[Trecho selecionado]
☆ ☆ ☆ ☆

#  > Geral >  > Análises Técnicas >  >  Switch 24 Portas 10/100 + 2p 1000 D-link Des-3526 Xstack

## aplinktelecom

Bom dia pessoal.

Sou novo por aqui, e gostaria de saber se algum membro aqui do fórum já usou o switch citado no título do tópico e no link logo abaixo?

Segue link:

http://www.aprenderparavencer.com/pr...k_MLB682381290

Gostaria de saber os prós e contras de quem já tem alguma experiência com ela... comprei duas, mais ainda não testei. E gostaria também que fossem bem claros, quanto a ser boa ou não. Tenho montado uma rede interna toda cabeada em um bloco de 36 apartamentos e queria usar as duas.

----------


## aplinktelecom

Ninguém?

----------


## faelldantas

Para qual aplicação pretende usar?

----------


## aplinktelecom

Boa noite parceiro.

1ª Aplicação:

Adquiri duas dessa certo? Então, quero usar uma delas para atender um bloco de apartamentos ( apenas usando suas portas RJ45 para cabear os apartamentos ), ou seja, receberei o link em uma RB450G e mandarei para ela, e com ela fazer a distribuição dos cabos ( http://produto.mercadolivre.com.br/M...mian-draka-_JM ) para os apartamentos.

☆ ☆ ☆ ☆

[Lista de registros]
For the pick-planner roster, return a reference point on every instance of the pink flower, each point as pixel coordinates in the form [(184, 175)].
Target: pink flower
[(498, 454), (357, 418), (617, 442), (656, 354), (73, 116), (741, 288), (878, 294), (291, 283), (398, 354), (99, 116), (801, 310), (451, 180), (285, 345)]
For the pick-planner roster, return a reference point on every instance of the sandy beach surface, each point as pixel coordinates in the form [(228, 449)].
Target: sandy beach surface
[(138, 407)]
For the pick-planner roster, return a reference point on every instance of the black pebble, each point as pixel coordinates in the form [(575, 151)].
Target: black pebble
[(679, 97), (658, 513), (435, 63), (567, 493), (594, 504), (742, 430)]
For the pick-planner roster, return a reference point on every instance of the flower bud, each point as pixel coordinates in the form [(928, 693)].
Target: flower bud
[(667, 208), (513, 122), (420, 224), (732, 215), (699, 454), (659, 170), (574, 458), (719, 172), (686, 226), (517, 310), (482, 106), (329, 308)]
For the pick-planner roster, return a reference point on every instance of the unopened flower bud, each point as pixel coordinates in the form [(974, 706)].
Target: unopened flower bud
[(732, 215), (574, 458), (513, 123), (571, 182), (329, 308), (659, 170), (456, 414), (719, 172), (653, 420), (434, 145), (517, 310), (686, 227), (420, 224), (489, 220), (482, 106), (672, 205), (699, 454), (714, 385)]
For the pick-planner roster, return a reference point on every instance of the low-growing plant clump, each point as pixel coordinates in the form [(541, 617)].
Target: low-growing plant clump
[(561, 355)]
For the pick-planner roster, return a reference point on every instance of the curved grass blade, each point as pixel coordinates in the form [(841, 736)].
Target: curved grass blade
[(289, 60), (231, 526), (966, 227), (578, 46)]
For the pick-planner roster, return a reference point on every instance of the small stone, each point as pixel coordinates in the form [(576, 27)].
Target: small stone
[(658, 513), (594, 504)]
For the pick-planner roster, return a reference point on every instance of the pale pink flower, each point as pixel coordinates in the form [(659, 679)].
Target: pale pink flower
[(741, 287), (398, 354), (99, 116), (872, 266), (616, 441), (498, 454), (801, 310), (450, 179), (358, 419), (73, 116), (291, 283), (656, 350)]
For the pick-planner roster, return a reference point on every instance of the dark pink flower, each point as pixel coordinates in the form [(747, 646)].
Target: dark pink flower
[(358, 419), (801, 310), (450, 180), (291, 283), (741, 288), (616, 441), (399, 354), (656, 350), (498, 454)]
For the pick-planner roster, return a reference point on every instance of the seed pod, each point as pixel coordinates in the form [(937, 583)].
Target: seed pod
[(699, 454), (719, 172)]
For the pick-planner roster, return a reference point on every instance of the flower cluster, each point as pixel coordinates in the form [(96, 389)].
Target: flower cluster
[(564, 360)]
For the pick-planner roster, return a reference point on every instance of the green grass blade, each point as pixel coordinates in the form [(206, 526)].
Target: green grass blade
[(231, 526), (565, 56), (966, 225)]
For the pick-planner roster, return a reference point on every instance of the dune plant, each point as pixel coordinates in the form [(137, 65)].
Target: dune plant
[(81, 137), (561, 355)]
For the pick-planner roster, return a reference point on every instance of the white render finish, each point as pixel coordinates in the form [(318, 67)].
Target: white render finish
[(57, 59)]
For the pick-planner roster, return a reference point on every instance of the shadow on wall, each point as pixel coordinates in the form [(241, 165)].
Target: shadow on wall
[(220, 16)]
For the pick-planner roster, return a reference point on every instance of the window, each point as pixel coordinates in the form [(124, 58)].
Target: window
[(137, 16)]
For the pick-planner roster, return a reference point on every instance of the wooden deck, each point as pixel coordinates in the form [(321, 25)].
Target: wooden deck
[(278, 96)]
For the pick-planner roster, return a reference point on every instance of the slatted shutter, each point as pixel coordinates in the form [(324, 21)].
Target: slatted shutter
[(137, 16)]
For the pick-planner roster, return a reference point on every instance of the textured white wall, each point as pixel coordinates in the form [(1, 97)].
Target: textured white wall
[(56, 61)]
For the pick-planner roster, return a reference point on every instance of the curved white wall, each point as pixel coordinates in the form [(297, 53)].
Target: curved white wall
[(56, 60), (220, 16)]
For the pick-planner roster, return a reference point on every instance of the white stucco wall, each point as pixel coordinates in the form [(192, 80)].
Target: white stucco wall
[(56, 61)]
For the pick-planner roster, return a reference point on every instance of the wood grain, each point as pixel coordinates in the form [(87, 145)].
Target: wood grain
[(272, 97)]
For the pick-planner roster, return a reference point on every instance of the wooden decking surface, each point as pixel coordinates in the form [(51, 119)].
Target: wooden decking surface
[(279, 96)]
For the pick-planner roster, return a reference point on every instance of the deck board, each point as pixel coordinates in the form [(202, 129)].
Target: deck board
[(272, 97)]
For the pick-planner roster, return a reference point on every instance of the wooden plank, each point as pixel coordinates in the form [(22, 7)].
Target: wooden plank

☆ ☆ ☆ ☆

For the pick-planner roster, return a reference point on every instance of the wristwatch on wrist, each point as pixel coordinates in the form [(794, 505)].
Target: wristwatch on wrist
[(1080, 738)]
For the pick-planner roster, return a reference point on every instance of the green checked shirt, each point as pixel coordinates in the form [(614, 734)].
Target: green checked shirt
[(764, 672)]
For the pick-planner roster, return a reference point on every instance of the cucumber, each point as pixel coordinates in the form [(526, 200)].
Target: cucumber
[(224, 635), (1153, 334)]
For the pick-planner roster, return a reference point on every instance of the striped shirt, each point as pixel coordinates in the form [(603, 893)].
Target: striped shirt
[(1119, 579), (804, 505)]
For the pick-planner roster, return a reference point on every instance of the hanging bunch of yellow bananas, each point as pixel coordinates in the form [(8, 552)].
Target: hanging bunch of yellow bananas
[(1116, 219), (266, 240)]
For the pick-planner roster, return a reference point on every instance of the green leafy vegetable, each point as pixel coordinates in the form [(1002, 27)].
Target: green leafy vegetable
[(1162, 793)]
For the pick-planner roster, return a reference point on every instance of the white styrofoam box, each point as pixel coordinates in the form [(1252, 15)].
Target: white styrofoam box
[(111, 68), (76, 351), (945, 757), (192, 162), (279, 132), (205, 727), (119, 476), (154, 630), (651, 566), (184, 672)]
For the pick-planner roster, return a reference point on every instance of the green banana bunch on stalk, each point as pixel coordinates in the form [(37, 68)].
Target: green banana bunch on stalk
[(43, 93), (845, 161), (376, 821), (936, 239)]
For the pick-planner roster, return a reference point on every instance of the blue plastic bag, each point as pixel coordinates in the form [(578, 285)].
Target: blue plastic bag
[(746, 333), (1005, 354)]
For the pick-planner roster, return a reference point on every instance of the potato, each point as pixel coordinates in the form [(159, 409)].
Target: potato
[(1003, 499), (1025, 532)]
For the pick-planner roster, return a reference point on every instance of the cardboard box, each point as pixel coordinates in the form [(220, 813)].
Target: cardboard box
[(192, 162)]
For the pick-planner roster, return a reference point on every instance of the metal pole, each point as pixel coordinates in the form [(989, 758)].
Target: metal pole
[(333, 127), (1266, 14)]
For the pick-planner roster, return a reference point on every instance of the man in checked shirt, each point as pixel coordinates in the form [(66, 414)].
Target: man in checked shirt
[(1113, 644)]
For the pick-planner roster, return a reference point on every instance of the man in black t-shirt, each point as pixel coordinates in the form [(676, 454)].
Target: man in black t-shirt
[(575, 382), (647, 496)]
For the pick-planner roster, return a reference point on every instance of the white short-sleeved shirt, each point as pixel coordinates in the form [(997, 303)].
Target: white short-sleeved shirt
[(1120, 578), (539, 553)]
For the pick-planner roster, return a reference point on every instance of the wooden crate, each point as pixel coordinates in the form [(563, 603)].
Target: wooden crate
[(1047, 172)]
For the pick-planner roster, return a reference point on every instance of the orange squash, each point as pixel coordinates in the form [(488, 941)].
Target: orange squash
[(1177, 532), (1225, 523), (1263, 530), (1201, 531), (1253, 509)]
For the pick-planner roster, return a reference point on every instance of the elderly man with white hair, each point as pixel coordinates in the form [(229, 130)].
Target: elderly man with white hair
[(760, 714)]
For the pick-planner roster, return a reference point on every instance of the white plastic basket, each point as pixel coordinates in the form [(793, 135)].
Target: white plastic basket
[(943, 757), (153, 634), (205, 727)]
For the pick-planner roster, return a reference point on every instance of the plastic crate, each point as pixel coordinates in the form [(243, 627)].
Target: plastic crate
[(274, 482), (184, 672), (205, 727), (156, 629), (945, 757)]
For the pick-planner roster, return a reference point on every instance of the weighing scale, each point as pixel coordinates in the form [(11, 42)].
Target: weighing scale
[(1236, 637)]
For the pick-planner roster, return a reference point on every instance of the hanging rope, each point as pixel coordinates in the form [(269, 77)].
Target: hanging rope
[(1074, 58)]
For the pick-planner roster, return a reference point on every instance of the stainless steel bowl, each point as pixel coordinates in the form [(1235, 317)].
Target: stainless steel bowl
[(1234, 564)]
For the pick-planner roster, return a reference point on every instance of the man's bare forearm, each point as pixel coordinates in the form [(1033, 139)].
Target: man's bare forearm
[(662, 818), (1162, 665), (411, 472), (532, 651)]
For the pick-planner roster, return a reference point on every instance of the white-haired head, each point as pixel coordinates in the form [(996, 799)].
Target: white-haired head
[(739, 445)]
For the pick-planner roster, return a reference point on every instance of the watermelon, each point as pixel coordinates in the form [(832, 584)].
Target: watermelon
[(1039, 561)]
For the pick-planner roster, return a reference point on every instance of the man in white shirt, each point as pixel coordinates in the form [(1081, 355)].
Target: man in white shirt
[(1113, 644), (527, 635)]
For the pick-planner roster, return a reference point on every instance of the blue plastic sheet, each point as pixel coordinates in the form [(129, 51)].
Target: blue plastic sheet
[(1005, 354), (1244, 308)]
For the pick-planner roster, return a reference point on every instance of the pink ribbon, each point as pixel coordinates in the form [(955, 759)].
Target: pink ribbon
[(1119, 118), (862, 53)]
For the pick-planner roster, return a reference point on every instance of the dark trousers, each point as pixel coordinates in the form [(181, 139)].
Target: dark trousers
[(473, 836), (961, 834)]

☆ ☆ ☆ ☆

[Requisitos do exercício]
[1] Imprima sem alterações a parte do trecho sobre o switch D-Link que começa nas palavras "Sou novo por" e termina logo após "usar as duas.".
[2] Informe se cada afirmação a seguir concorda com o trecho sobre o switch D-Link. Responda sim ou não e cite literalmente as palavras decisivas do trecho: (a) o autor do tópico comprou duas unidades do switch e já as testou; (b) a rede interna cabeada fica em um bloco de 36 apartamentos; (c) o link será recebido em uma RB450G.

[Respostas completas]
[1]
Sou novo por aqui, e gostaria de saber se algum membro aqui do fórum já usou o switch citado no título do tópico e no link logo abaixo?

Segue link:

http://www.aprenderparavencer.com/pr...k_MLB682381290

Gostaria de saber os prós e contras de quem já tem alguma experiência com ela... comprei duas, mais ainda não testei. E gostaria também que fossem bem claros, quanto a ser boa ou não. Tenho montado uma rede interna toda cabeada em um bloco de 36 apartamentos e queria usar as duas.

[2]
(a) Não: "ainda não testei".
(b) Sim: "Tenho montado uma rede interna toda cabeada em um bloco de 36 apartamentos".
(c) Sim: "receberei o link em uma RB450G".